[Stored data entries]

__________

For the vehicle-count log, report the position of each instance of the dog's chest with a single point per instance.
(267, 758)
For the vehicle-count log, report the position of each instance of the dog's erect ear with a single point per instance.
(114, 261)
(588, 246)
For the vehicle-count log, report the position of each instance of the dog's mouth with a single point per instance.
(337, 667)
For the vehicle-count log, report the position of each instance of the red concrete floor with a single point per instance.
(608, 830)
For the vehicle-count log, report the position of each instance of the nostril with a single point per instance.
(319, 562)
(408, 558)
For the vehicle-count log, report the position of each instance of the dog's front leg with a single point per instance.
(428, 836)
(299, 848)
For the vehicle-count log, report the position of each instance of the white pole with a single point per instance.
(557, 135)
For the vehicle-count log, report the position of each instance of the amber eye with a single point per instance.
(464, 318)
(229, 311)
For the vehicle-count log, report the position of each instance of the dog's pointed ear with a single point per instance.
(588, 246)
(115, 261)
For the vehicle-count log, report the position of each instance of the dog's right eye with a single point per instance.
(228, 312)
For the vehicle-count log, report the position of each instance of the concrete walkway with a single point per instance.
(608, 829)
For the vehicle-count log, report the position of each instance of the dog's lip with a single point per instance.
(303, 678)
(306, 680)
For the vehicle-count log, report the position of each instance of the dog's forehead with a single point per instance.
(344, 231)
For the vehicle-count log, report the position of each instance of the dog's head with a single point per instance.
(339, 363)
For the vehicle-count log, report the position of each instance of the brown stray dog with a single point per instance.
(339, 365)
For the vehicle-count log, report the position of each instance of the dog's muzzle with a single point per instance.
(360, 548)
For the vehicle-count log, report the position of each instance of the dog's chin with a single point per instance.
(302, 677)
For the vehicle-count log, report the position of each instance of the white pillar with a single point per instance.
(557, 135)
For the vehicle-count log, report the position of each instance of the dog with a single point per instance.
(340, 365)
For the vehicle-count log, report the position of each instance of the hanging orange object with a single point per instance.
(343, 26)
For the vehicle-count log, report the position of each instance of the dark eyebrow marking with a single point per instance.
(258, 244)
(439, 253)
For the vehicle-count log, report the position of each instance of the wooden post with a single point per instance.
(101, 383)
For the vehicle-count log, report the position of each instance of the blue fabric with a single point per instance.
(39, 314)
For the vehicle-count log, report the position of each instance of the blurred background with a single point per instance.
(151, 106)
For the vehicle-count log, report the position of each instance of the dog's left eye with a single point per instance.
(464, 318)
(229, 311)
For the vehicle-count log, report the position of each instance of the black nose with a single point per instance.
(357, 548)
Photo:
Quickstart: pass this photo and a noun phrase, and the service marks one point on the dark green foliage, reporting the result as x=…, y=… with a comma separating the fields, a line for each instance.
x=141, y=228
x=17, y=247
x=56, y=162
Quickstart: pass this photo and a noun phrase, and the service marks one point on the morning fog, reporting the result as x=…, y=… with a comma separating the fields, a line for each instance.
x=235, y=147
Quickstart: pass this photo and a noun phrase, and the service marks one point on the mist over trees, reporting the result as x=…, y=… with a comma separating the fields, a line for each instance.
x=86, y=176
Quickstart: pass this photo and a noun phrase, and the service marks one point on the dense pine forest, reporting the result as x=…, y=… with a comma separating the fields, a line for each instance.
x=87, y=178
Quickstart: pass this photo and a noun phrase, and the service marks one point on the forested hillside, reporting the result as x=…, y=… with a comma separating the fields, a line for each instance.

__________

* [How to complete this task]:
Write out every entry again, keeping each line exactly the same.

* [Your solution]:
For the vehicle-count log, report the position of each instance of the dog's chest with a single point per instance.
(267, 758)
For the vehicle-count log, report the position of each instance of the dog's erect ear with a single point per instance.
(114, 261)
(588, 246)
For the vehicle-count log, report the position of each instance of the dog's mouth with a single point per instance.
(337, 667)
For the vehicle-count log, report the position of each instance of the red concrete floor with a single point per instance.
(608, 830)
For the vehicle-count log, report the position of each instance of the nostril with a single point per instance.
(319, 562)
(408, 558)
For the vehicle-count log, report the position of each instance of the dog's front leg with a single point per instance.
(428, 836)
(299, 848)
For the vehicle-count log, report the position of each instance of the white pole with a single point per instance.
(557, 135)
For the vehicle-count log, report the position of each instance of the amber eye with a single point per instance.
(464, 318)
(229, 311)
For the vehicle-count log, report the position of each instance of the dog's pointed ear with a single point per instance.
(588, 246)
(115, 261)
For the vehicle-count log, report the position of each instance of the dog's right eye with a single point per instance.
(228, 312)
For the vehicle-count log, report the position of each instance of the concrete walkway with a single point per instance.
(608, 829)
For the vehicle-count log, report the position of each instance of the dog's lip with a single point per instance.
(303, 678)
(306, 680)
For the vehicle-count log, report the position of each instance of the dog's forehead with a single point per instance.
(344, 231)
For the vehicle-count log, report the position of each instance of the dog's head with a single point per instance.
(339, 363)
For the vehicle-count log, report the position of each instance of the brown stray dog with a single point per instance.
(339, 365)
For the vehicle-count log, report the position of each instance of the dog's muzzle with a single point per instance.
(360, 548)
For the vehicle-count log, report the position of each instance of the dog's chin with a single point per instance.
(302, 677)
For the vehicle-count log, report the position of each instance of the white pillar with a single point per instance.
(557, 135)
For the vehicle-count log, report the position of each instance of the dog with a single point per instance.
(340, 365)
For the vehicle-count log, report the position of each instance of the hanging orange object with a single point per instance.
(343, 26)
For the vehicle-count log, report the position of each instance of the dark eyebrow marking with a single point per instance.
(258, 244)
(439, 253)
For the vehicle-count log, report the position of each instance of the wooden post with a single point per instance.
(101, 383)
For the vehicle-count log, report the position of each instance of the blue fabric with a single point per instance.
(39, 314)
For the vehicle-count log, report the position of each instance of the blurred background with a single point per instance.
(151, 106)
For the vehicle-count log, report the position of each instance of the dog's left eye with a single point per instance.
(464, 318)
(229, 311)
For the vehicle-count log, report the position of each instance of the black nose with a single point per instance.
(357, 548)
Photo:
Quickstart: pass this photo and a noun phrase, and the service marks one point on the dark green foliage, reporting the result as x=…, y=… with a comma separating the fields, a line for each instance.
x=141, y=228
x=17, y=247
x=56, y=162
Quickstart: pass this photo and a noun phrase, and the service marks one point on the morning fog, reporting the result as x=…, y=… with a comma separating the fields, a line for each instance.
x=235, y=147
Quickstart: pass this photo and a noun phrase, and the service marks one point on the mist over trees, reporting the result as x=…, y=… with a comma separating the fields, a line for each instance.
x=86, y=176
Quickstart: pass this photo and a noun phrase, and the service marks one point on the dense pine forest, reporting the result as x=…, y=… with a comma separating the fields, a line for each instance.
x=87, y=178
Quickstart: pass this photo and a noun phrase, and the service marks one point on the forested hillside, reporting the result as x=…, y=… with a comma separating the fields, a line for each instance.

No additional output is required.